• _Problem A_:
Answer these questions about the forum thread, each on its own line:
(i) How many days did teleo plan to stay solo at the Residence Inn in Cottonwood Heights?
(ii) At which two buses' starting point does the opening paragraph consider staying closer to Midvale?
(iii) How many days were planned at the condo at Alta with friends?

• _Passage_:
>> BEGIN
For those of you with more experience out there.  Is this plan as good as I thought it was?  Will the busses be full by the time they get to Cottonwood Heights?  Wondering if I should stay closer to Midvale to be able to catch the 972 and 994 where they start.  Any speculation as to if any of these cuts will be reversed?


----------



## KustyTheKlown (Sep 29, 2022)

teleo said:


> Arrg.  Count me in as one of those tourists potentially affected by this.
> 
> My plan was to stay in Residence Inn in Cottonwood Heights for 9 days solo in Feb before meeting friends at a condo at Alta for 5 days. Thought this worked well as both the 972 and 953 stop right near the hotel so I can get to Solitude/Brighton (never been to either) and Alta/Bird to make sure I use all 7 Ikon days because I love Alta/Bird.  Figured being closer to the canyon roads rather than near Midvale Fort Union would save some time on the bus.
>> END
• _Records to use_:
>> BEGIN
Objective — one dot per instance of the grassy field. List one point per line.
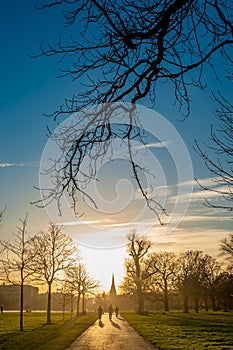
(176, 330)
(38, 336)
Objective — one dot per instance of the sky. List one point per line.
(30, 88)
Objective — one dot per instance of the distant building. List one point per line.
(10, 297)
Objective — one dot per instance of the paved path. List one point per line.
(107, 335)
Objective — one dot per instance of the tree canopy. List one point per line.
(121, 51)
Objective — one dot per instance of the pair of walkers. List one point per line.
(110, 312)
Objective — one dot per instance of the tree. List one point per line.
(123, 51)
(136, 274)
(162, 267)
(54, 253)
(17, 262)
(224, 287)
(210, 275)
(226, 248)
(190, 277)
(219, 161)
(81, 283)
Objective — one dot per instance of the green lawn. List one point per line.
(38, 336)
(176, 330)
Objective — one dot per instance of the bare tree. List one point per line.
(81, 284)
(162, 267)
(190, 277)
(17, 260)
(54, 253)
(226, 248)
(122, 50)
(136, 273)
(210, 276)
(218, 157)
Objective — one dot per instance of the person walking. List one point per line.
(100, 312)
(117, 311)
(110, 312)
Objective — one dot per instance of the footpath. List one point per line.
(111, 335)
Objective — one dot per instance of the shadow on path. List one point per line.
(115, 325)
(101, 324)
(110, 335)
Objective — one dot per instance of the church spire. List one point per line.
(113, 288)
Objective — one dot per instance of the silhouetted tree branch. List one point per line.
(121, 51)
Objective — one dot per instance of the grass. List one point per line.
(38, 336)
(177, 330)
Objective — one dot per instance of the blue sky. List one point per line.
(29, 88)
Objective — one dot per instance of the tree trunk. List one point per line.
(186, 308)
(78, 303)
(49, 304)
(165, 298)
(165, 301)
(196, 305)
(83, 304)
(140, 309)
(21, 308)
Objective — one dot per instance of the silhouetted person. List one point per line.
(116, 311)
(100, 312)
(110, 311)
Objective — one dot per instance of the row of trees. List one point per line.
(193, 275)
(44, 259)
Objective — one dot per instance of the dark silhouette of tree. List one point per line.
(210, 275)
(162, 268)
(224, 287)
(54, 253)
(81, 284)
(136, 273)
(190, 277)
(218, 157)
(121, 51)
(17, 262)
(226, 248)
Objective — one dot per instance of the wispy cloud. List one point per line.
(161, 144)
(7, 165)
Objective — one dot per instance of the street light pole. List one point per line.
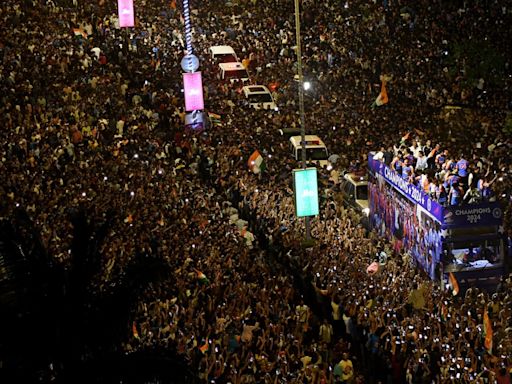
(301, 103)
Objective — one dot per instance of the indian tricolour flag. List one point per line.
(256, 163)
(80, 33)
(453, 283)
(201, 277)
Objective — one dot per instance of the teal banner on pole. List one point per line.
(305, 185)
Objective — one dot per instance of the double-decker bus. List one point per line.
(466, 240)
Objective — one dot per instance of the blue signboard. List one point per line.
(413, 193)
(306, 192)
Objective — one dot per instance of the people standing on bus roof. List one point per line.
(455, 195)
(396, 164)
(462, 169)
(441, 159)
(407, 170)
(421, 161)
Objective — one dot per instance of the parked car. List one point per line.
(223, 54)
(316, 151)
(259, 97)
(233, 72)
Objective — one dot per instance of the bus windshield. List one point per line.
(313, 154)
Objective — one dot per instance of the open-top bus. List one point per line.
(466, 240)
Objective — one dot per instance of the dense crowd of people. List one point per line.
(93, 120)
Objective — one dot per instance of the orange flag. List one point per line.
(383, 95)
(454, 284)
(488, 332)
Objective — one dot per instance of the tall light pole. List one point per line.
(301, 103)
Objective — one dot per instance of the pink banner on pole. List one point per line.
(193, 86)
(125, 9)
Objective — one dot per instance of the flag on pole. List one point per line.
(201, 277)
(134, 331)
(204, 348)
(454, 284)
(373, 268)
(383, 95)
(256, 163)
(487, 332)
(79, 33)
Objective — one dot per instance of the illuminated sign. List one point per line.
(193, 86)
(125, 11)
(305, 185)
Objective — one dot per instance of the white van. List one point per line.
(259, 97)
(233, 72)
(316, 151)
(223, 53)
>> END
• _Problem B_: How would you express the stretch of the entries from the line containing "Objective — one dot per instance of the open-top" through the end of the entries as a JSON list of strings, one string per line, with blank lines left out?

• _Final result A_:
(i) 9 days
(ii) The 972 and the 994
(iii) 5 days

• _Final result B_:
[
  "Objective — one dot per instance of the open-top bus. List one point per line.",
  "(466, 240)",
  "Objective — one dot per instance of the dense crowd of people. List one point per line.",
  "(93, 120)",
  "Objective — one dot per instance of the orange flag. List one point per line.",
  "(383, 95)",
  "(454, 284)",
  "(488, 332)",
  "Objective — one dot per instance of the tall light pole. List one point per line.",
  "(301, 103)",
  "Objective — one dot per instance of the pink banner on pole. List one point per line.",
  "(193, 86)",
  "(125, 9)",
  "Objective — one dot per instance of the flag on pole. List one point per line.",
  "(201, 277)",
  "(134, 331)",
  "(204, 348)",
  "(454, 284)",
  "(373, 268)",
  "(383, 95)",
  "(256, 163)",
  "(487, 332)",
  "(79, 33)",
  "Objective — one dot per instance of the illuminated sign. List one point per line.",
  "(193, 86)",
  "(125, 11)",
  "(305, 185)",
  "Objective — one dot per instance of the white van. List one point per line.",
  "(259, 97)",
  "(233, 72)",
  "(316, 151)",
  "(223, 53)"
]